### Given passage
***

Dracula A.D. 1972 is a 1972 British horror film, directed by Alan Gibson and produced by Hammer Film Productions. It was written by Don Houghton and stars Christopher Lee, Peter Cushing and Stephanie Beacham. Unlike earlier films in Hammer's Dracula series, Dracula A.D. 1972 had a contemporary setting in an attempt to update the Dracula story for modern audiences. Dracula is brought back to life in modern London and preys on a group of young partygoers that includes the descendant of his nemesis, Van Helsing.

It is the seventh Hammer film featuring Dracula, and the sixth to star Christopher Lee in the title role. It also marked the return of Peter Cushing as Van Helsing for the first time since The Brides of Dracula (1960), and was the first to feature both Lee and Cushing in their respective roles since Dracula (1958).

It was followed by the last film in Hammer's Dracula series to star Christopher Lee, The Satanic Rites of Dracula, which similarly utilized a modern setting and featured most of the same central characters.

Plot
In 1872, Count Dracula and his nemesis Lawrence Van Helsing battle on the top of a runaway coach. The carriage crashes and Dracula is partly impaled by one of the wheels. In the struggle, Van Helsing manages to fully push the wheel into the vampire's chest, staking him. This done, Van Helsing collapses and dies from his own wounds. At that moment, a follower of Dracula arrives, collects Dracula's remains and, a few days later, buries them near Van Helsing's grave at St Bartolph's Church.

A century later, Jessica Van Helsing, granddaughter of occult expert Lorrimer Van Helsing and descendant of Dracula's old nemesis, and Johnny Alucard who closely resembles Dracula's disciple from 1872, are among a group of young hippies. Alucard persuades Jessica and the others to attend a black magic ceremony in the now abandoned, deconsecrated St Bartolph's, where he performs a bloody ritual involving one of their group, Laura Bellows. Jessica and the others flee in horror, after which Dracula is resurrected and kills Laura. Laura's body is discovered, drained of blood, and a police investigation begins which is headed by Inspector Murray.

***

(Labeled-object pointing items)
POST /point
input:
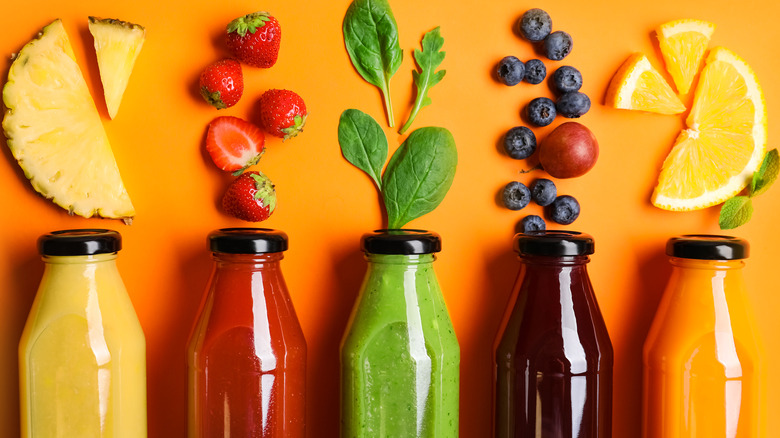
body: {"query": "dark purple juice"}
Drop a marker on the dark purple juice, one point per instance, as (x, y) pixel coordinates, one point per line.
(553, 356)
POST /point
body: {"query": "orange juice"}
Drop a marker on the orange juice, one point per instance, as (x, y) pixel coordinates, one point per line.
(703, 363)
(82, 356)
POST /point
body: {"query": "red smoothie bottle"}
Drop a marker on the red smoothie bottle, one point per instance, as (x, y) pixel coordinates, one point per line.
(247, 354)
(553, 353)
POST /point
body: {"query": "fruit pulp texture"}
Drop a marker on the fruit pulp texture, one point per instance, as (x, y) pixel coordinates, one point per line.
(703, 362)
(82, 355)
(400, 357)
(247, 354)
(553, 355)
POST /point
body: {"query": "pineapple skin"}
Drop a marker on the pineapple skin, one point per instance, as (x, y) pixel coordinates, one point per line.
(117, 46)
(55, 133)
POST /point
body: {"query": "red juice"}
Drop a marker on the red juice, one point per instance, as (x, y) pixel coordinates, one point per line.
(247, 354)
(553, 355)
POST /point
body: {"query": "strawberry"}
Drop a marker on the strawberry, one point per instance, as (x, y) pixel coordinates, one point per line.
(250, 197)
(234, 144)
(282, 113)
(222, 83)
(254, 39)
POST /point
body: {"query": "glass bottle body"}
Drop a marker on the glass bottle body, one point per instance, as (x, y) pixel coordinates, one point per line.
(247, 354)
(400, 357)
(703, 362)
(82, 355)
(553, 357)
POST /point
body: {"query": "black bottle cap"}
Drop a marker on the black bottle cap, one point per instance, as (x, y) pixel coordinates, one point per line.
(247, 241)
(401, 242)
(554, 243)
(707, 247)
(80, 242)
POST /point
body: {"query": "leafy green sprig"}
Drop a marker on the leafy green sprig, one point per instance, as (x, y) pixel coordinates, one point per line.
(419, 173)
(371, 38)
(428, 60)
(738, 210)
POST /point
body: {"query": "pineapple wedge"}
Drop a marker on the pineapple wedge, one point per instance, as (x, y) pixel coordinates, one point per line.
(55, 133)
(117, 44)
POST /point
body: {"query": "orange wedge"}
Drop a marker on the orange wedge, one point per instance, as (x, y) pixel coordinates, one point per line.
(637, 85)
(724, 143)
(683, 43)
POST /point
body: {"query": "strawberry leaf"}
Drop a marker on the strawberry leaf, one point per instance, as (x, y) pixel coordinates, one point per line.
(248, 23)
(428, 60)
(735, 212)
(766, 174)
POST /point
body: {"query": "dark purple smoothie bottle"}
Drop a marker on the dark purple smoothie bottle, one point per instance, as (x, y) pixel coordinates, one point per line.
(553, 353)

***

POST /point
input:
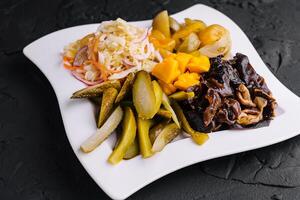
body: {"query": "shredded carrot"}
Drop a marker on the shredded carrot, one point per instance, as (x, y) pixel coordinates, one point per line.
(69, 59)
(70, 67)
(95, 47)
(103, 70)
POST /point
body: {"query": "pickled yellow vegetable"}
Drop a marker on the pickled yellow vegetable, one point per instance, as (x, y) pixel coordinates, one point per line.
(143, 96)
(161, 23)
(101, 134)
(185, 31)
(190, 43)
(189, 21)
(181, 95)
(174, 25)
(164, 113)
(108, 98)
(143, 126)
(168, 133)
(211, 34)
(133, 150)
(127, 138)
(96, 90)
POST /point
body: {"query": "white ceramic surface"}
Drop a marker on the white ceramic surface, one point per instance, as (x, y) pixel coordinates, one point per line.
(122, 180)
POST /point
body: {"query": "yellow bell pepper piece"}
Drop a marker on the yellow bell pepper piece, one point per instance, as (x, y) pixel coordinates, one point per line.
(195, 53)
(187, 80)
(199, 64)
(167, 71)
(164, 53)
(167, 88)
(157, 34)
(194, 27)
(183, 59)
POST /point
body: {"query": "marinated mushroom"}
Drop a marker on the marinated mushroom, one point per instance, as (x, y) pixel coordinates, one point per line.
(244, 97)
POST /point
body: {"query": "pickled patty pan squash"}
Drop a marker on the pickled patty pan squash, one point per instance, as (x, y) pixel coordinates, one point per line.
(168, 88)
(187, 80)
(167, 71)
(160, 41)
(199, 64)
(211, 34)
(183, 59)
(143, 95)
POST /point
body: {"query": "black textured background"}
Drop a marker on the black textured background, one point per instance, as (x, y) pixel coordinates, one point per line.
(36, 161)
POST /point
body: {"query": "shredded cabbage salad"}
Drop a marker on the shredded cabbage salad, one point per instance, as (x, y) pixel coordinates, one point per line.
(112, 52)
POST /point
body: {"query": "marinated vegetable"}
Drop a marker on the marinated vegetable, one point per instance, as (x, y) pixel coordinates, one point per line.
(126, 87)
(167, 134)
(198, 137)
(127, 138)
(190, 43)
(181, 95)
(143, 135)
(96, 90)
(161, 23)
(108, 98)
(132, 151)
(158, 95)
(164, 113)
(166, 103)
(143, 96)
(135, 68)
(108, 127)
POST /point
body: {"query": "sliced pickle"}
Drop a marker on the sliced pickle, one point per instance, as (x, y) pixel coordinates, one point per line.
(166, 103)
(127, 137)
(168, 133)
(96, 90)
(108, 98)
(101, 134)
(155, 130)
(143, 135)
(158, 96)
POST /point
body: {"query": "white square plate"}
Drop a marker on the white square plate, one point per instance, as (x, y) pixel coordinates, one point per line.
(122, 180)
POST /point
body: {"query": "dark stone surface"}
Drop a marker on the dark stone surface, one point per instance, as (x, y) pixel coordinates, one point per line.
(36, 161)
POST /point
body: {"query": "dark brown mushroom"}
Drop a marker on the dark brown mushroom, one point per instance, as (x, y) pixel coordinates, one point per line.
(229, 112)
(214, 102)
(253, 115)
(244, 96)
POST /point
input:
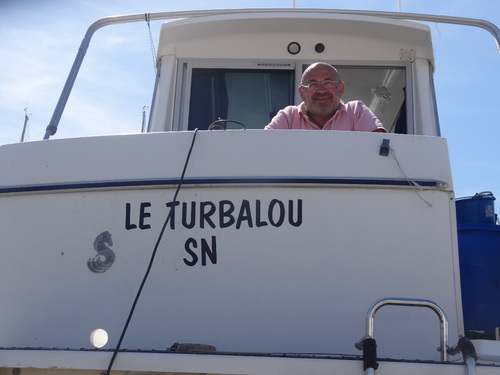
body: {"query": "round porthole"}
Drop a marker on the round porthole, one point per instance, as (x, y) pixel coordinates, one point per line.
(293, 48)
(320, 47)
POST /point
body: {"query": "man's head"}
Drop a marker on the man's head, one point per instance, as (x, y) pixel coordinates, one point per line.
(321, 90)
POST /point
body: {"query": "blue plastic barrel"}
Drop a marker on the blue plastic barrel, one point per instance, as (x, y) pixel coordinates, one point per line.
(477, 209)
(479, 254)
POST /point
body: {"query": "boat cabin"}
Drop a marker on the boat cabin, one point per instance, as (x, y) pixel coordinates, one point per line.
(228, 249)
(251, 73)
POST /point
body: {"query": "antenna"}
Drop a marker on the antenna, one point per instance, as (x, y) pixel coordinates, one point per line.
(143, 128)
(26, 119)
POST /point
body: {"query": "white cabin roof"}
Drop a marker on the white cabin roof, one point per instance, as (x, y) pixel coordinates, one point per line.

***

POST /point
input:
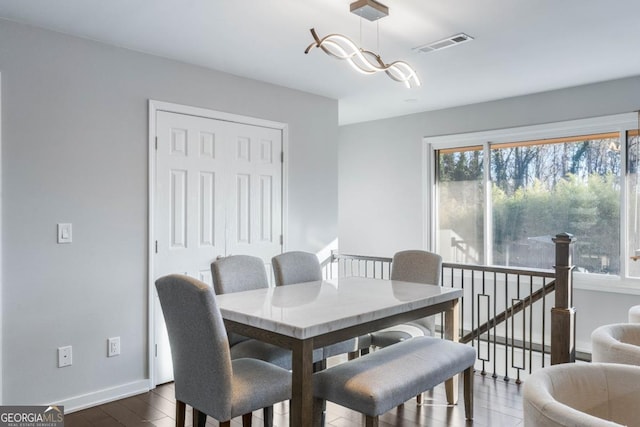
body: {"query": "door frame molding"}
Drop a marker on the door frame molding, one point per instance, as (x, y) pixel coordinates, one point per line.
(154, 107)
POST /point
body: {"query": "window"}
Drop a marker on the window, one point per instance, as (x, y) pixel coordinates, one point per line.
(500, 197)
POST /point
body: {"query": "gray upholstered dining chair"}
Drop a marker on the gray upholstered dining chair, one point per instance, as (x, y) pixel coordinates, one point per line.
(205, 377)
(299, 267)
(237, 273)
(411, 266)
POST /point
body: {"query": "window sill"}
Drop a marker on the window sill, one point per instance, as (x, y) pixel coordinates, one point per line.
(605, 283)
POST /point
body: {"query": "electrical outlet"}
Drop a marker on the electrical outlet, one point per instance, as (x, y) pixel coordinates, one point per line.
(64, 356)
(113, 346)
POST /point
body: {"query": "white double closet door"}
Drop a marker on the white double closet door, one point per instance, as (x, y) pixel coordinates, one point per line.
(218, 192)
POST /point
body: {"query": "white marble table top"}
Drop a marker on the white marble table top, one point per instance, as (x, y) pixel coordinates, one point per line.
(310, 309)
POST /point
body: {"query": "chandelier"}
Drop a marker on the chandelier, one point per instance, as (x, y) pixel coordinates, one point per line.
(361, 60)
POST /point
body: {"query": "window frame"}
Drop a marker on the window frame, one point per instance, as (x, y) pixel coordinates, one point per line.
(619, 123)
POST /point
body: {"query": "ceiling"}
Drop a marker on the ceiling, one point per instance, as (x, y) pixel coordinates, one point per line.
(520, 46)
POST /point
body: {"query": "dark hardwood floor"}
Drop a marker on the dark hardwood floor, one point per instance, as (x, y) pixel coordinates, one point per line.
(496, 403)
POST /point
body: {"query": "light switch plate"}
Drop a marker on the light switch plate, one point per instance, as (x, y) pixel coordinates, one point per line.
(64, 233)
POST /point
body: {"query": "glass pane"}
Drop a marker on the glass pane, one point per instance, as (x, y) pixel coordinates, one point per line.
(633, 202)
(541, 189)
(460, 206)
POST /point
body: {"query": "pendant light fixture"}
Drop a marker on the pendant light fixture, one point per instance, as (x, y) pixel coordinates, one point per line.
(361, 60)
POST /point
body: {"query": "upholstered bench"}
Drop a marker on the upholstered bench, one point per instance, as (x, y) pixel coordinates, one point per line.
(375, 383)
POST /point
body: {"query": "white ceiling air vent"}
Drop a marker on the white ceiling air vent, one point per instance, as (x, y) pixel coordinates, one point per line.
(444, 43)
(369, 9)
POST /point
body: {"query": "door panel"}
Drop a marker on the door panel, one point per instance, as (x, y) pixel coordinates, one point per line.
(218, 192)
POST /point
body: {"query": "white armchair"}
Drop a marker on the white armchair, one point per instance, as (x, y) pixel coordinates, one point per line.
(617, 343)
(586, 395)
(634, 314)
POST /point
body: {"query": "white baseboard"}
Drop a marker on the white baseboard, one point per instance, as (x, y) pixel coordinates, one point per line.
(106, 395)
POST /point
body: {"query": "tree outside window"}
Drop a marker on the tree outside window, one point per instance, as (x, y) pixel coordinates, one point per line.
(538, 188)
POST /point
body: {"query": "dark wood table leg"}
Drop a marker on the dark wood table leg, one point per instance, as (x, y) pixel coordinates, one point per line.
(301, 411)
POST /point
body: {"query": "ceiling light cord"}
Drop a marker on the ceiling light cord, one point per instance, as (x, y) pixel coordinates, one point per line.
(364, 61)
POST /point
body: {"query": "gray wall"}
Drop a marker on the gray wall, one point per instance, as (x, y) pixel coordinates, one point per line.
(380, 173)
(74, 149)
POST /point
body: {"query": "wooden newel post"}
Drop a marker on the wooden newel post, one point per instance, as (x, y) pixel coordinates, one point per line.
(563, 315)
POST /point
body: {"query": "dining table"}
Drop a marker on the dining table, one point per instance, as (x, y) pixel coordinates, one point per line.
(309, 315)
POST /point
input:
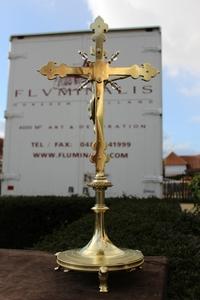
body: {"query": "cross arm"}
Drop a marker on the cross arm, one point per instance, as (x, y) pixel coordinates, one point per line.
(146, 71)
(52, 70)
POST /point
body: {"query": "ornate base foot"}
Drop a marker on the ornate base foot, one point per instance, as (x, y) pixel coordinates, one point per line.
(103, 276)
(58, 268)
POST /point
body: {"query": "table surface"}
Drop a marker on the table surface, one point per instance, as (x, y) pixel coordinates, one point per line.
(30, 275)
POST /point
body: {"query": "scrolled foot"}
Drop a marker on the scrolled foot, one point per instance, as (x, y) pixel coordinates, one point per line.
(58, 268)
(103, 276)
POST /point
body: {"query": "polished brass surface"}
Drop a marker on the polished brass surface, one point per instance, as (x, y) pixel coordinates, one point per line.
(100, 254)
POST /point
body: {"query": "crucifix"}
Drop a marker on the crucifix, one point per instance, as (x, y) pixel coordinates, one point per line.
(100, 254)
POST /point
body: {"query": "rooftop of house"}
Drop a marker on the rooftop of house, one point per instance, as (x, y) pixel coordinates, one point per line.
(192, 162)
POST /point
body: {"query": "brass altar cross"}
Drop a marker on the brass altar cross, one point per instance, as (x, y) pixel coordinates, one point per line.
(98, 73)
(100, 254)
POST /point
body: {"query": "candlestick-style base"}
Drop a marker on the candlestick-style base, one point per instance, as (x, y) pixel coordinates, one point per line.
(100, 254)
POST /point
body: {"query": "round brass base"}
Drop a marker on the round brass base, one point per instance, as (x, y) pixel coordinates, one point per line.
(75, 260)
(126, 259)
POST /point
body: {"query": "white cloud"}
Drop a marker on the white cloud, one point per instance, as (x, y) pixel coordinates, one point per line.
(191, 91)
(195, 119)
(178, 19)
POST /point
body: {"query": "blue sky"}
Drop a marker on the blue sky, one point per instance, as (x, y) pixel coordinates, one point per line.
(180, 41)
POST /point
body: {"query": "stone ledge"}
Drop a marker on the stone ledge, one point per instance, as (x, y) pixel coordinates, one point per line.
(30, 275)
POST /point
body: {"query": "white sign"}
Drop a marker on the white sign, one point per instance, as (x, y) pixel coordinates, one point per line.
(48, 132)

***

### Set task 1
Answer these from the passage on Dracula A.D. 1972:
(a) Who directed the film?
(b) In which earlier film did Peter Cushing last appear as Van Helsing before this one?
(c) Where are Dracula's remains buried after the 1872 coach crash?
### Set task 2
Please retype part of the passage on Dracula A.D. 1972, beginning at the words "A century later, Jessica" and stopping after "by Inspector Murray.".

### Complete output 1
(a) Alan Gibson
(b) The Brides of Dracula (1960)
(c) Near Van Helsing's grave at St Bartolph's Church

### Complete output 2
A century later, Jessica Van Helsing, granddaughter of occult expert Lorrimer Van Helsing and descendant of Dracula's old nemesis, and Johnny Alucard who closely resembles Dracula's disciple from 1872, are among a group of young hippies. Alucard persuades Jessica and the others to attend a black magic ceremony in the now abandoned, deconsecrated St Bartolph's, where he performs a bloody ritual involving one of their group, Laura Bellows. Jessica and the others flee in horror, after which Dracula is resurrected and kills Laura. Laura's body is discovered, drained of blood, and a police investigation begins which is headed by Inspector Murray.